Prompt: How many of the lines below contain the string "sidewalk"? Letter case counts, so reply with the number alone.

Data provided:
——
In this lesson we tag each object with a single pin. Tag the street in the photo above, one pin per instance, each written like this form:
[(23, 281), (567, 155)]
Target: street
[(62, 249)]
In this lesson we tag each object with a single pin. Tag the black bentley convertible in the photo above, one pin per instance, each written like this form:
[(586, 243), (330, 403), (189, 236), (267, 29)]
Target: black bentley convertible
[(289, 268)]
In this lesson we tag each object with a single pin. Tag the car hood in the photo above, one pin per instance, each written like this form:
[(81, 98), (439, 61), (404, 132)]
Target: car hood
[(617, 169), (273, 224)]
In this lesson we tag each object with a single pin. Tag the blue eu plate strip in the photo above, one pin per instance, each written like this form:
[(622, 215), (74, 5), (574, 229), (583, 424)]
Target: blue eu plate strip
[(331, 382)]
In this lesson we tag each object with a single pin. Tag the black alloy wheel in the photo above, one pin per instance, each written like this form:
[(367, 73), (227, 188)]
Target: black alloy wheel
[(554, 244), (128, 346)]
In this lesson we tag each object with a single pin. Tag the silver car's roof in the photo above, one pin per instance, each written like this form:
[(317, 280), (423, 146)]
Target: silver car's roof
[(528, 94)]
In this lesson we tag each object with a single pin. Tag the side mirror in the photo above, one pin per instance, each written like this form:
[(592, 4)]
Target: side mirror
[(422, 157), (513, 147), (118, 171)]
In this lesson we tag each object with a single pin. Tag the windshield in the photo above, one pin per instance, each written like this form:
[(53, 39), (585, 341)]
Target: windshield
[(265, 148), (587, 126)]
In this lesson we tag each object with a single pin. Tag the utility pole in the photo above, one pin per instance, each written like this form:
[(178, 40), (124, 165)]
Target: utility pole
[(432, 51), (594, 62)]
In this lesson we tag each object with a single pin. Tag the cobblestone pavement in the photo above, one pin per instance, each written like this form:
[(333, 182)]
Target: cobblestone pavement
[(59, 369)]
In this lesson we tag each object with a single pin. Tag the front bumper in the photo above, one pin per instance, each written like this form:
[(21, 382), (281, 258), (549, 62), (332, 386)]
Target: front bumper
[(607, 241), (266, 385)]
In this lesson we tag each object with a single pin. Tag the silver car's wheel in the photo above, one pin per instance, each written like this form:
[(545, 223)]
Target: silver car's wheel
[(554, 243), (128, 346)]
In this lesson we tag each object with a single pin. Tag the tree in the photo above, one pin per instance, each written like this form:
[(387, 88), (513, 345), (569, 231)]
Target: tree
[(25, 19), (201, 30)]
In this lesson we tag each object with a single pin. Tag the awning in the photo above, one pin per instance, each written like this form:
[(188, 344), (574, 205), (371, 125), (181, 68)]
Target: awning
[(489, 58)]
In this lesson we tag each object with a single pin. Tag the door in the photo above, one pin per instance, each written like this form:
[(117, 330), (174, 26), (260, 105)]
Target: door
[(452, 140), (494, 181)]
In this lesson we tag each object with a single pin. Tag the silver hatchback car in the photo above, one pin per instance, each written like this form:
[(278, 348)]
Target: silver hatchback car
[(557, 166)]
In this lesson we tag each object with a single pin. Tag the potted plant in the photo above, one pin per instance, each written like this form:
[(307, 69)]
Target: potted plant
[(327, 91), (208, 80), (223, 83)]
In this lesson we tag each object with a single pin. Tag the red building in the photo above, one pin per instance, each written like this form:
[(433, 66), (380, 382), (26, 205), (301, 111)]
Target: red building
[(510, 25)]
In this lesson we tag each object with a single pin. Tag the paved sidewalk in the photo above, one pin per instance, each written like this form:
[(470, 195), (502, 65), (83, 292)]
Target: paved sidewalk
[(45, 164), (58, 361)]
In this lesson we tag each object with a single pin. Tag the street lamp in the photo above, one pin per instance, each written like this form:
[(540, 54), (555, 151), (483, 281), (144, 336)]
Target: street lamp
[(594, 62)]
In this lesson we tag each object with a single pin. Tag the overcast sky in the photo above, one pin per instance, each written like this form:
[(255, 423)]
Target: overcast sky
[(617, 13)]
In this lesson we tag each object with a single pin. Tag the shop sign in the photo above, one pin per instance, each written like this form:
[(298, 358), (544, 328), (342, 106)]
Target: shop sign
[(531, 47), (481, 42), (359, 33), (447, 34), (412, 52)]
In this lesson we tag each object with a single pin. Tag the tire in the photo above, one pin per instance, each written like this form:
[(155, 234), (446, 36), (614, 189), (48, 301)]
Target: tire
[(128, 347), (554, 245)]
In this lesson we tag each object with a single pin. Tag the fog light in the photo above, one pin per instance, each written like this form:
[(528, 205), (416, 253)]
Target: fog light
——
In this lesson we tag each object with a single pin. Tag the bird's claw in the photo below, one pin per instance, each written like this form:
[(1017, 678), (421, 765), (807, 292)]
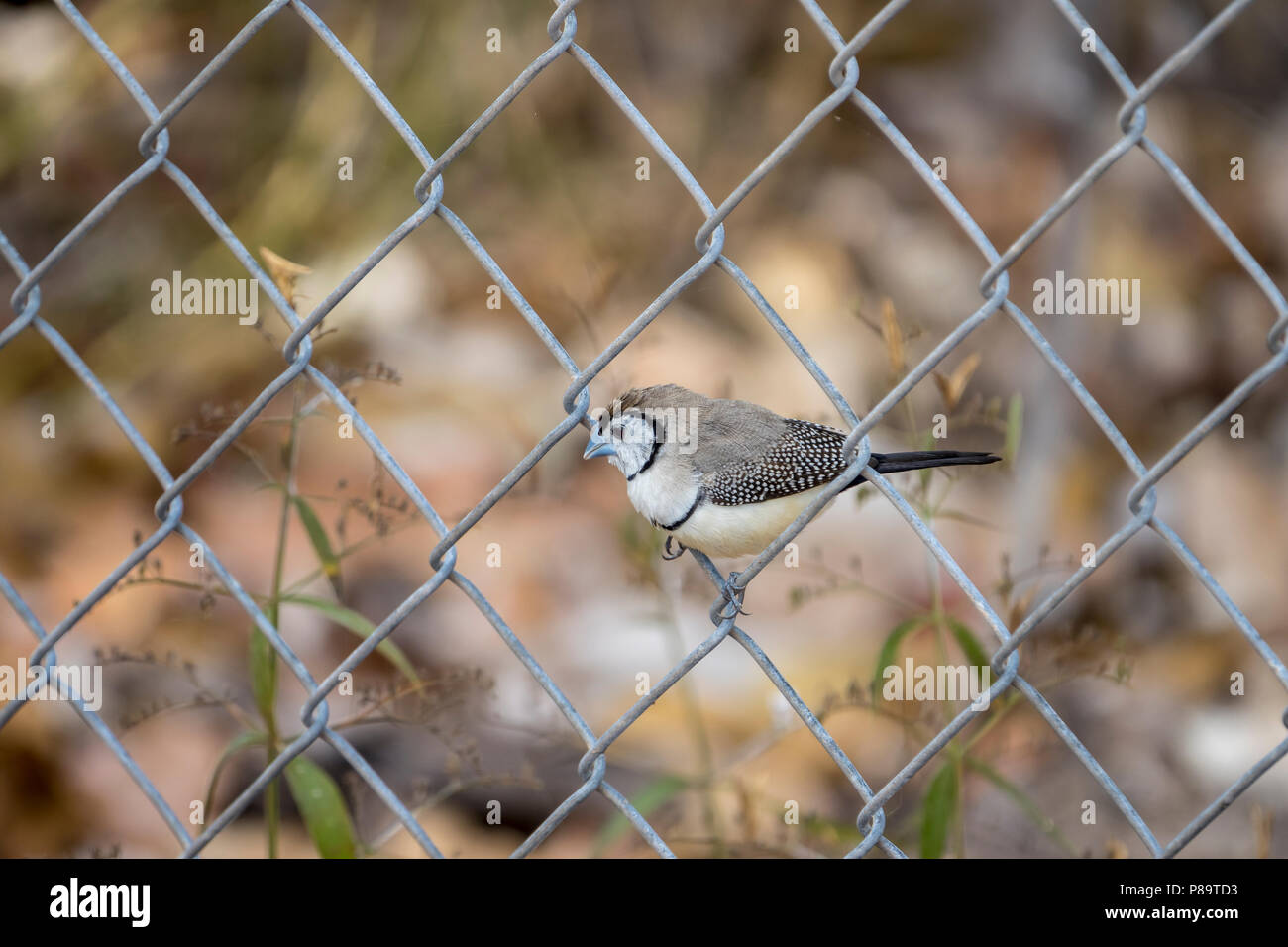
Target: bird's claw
——
Result for this task: 2